**Task requirements**
In the text on staying sober, rewrite the part from "As you are reading" up to and including "my not drinking.", putting "mistaken" in place of "delusional".

**Page text**
------------------------------

You will enjoy life so much more thoroughly without it. The reality is that birthdays, weddings, celebrations, etc. are joyful, period. The reality is that they are enjoyable in spite of, and not due to, alcohol consumption. Being sober is like being on a super-power vitamin or a miracle drug, everything feels better, brighter, lighter. Alcohol doesn't even come into play, except that you're not drinking it any more. That's it, it is a fleeting thought and usually that thought is: I am so incredibly happy to be done with that stuff!! I have that thought dang near every time I am around people who are drinking, which is quite often. I have wine in my house for guests. I just came back from Europe, where nearly all my friends and colleagues were drinking French wine and Belgian Beer. I have hosted parties and poured wine, made drinks for others. Staying sober is easy when you realize that you give up NOTHING and gain EVERYTHING by choosing to leave alcohol aside.
As you are reading this, you may think that I am delusional. The drug itself will 'tell' you that what I am saying is not true and is actually impossible, or that I am a sad, pathetic sort who can't enjoy the obvious benefits of alcohol; that's what I used to feel, and some of my extended family is not shy in telling me that this is how they feel now towards me and my not drinking.
I assure you, though, I am not the one using a drug. Pure logic should tell you that the person who is clear-headed is going to have a better grasp of the truth. I am not posting to you to try to bring you down a road into misery- you can already see that you are on that very path. Otherwise you wouldn't be posting. I am posting to you to assure that you are quite on the RIGHT path by questioning your alcohol use. "Sobriety" sounds like it means something harsh, stern, not-fun. It is actually quite the opposite in real-life experience though. It is clear skies, it is having the ability to handle life's challenges, it is feeling physically and emotionally great as a baseline. It is a better experience in just about every way possible.
I got there via Carr and Vale, but there are many roads. AA has worked for hundreds of thousands of people. There are other programs like SMART and rational recovery, there is a HUGE community of sober bloggers, some starting at Day One and others who have been sober for years. There are pod-casts. The amount of support available is staggering. There are many, many people who are thriving and living very happy, satisfying lives without any alcohol. Alcohol is just not necessary for a very fulfilling life, and it will actually hinder you, as you are experiencing now.

------------------------------

(Natural-language object grounding data)
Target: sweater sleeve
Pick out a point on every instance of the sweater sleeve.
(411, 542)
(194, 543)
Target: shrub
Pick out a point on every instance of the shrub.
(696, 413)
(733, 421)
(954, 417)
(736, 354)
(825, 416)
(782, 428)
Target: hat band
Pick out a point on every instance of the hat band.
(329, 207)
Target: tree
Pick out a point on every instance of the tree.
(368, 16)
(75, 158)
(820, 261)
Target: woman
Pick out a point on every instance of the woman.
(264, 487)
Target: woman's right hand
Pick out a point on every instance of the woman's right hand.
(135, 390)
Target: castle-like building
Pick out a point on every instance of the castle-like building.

------------------------------

**Finished task**
As you are reading this, you may think that I am mistaken. The drug itself will 'tell' you that what I am saying is not true and is actually impossible, or that I am a sad, pathetic sort who can't enjoy the obvious benefits of alcohol; that's what I used to feel, and some of my extended family is not shy in telling me that this is how they feel now towards me and my not drinking.